# Text to read
Impact on Charter-Protected Interests: Under the second inquiry, namely, the impact on the Charter-protected interests of the accused, the court in Grant commented, at para. 95, that there must be an assessment of the impact of the Charter violation on the protected interests of the accused. The greater the impingement on the protected interests, the greater the potential harm to the repute of the administration of justice by the admission of the evidence. The court commented that the failure to properly advise the accused of the right to counsel undermines the right to make a “meaningful and informed choice” whether to speak to the police, the right to remain silent, and the protection against testimonial self-incrimination. These rights protect an individual’s interest in “liberty and autonomy.” The violation of these fundamental rights “tends to militate in favour of excluding the statement.”
Importantly, the court in Grant noted, at para. 96, that there may be circumstances that “may attenuate the impact of a Charter breach” on the accused’s “protected interests.” If compliance with s. 10(b) of the Charter, for example, was merely “technically defective” at either the informational or implementation stage,” the impact on the interests of the accused in making an informed choice as to whether or not to speak to the police may be reduced. Similarly, when a statement is made “spontaneously” following a Charter breach, or where it can confidently be concluded that the statement by the accused would have been made notwithstanding the violation of the Charter, the impact of the breach on the protected interests of the accused may be reduced. See, for example: R. v. Harper, 1994 68 (SCC), [1994] 3 S.C.R. 343. However, in the absence of such exceptional circumstances, the analysis under this second line of inquiry supports the general exclusion of statements taken in breach of the Charter.

# Data lines
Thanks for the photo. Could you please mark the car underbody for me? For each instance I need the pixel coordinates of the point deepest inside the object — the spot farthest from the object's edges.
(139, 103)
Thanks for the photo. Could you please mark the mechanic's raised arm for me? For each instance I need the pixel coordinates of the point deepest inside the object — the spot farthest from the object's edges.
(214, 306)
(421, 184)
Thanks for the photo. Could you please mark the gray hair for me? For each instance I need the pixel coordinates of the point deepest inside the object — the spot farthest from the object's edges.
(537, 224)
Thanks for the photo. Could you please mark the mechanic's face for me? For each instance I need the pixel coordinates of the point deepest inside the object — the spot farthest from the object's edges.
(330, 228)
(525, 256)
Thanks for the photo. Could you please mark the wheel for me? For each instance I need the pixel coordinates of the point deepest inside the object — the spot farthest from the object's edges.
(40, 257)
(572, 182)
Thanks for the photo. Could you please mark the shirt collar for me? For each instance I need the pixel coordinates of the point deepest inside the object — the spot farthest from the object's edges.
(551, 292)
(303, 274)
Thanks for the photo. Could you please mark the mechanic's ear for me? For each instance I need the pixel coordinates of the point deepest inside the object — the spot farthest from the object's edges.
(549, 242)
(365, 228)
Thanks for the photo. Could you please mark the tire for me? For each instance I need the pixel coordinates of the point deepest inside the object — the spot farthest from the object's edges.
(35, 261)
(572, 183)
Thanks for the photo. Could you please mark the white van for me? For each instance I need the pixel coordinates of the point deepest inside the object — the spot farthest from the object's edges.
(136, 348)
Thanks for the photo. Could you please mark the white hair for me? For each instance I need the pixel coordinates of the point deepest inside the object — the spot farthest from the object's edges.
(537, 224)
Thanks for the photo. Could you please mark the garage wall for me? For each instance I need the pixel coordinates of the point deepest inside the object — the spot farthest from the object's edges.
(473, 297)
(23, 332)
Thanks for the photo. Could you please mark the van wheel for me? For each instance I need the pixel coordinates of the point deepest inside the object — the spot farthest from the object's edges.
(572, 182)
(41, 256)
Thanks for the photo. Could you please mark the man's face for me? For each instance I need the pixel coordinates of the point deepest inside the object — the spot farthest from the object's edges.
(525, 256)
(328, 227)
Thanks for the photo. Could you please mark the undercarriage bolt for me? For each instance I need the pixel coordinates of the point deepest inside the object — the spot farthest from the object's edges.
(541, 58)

# Objectives
#1 According to the passage on Charter-protected interests, what two interests do the right to counsel and the related rights protect?
#2 Extract the rows unchanged, starting at the row that contains "Thanks for the photo. Could you please mark the undercarriage" and ending at the last row.
The rows are unrelated to the passage on Charter-protected interests.

# Solution list
#1 They protect an individual's interest in liberty and autonomy.

#2
Thanks for the photo. Could you please mark the undercarriage bolt for me? For each instance I need the pixel coordinates of the point deepest inside the object — the spot farthest from the object's edges.
(541, 58)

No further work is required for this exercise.